---------- Information supplied ----------
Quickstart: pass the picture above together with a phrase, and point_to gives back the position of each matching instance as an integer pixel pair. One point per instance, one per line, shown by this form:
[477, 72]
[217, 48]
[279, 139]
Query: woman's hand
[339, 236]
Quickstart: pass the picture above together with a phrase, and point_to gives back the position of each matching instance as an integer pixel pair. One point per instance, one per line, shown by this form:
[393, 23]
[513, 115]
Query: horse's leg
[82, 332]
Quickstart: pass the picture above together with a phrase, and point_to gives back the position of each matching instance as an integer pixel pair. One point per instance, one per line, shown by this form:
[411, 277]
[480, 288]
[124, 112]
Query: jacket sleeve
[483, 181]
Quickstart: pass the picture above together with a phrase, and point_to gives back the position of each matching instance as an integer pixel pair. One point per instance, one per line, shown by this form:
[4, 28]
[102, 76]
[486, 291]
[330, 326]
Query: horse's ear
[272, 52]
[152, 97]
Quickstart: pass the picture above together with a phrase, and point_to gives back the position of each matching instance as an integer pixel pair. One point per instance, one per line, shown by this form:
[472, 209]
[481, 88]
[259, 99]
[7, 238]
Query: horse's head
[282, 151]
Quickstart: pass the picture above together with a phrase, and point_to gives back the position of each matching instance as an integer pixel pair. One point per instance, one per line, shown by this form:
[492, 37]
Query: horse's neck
----------
Problem to solve:
Using the same words as the original, repeat the records above.

Expected answer:
Quickstart: pass the picture above together with a phrase, and point_to gives back the position of each matching instance as an integer pixel pair. One point per instance, one per line, shown by this form:
[477, 72]
[217, 48]
[279, 139]
Query: woman's hand
[339, 236]
Quickstart: pass the picture above together with a phrase, and point_to gives back the position of each matching instance as an integer pixel pair. One point per instance, one per line, shown by this form:
[393, 23]
[513, 115]
Query: horse's leg
[82, 332]
Quickstart: pass the picture above together with a phrase, and point_to gives back the position of each matching instance as an integer pixel pair. One point per instance, one per line, shown by this form:
[411, 277]
[480, 288]
[124, 112]
Query: jacket sleeve
[483, 181]
Quickstart: pass the picture above together with a phrase, and point_to gives back the position of each matching instance as an integer pixel pair. One point per instance, one per line, shown by this form:
[4, 28]
[102, 76]
[486, 291]
[330, 326]
Query: horse's ear
[272, 52]
[152, 97]
Quickstart: pass the picture above together with a phrase, and point_to gives back the position of each matching instance as an integer pixel pair. One point per instance, one per line, shown by this form:
[472, 209]
[481, 88]
[259, 99]
[7, 238]
Query: horse's head
[282, 151]
Quickstart: pass the picture above together with a phrase, and point_to gives back the position of each matching instance as an integer pixel pair. One point per instance, one per line, shown by this form:
[492, 37]
Query: horse's neck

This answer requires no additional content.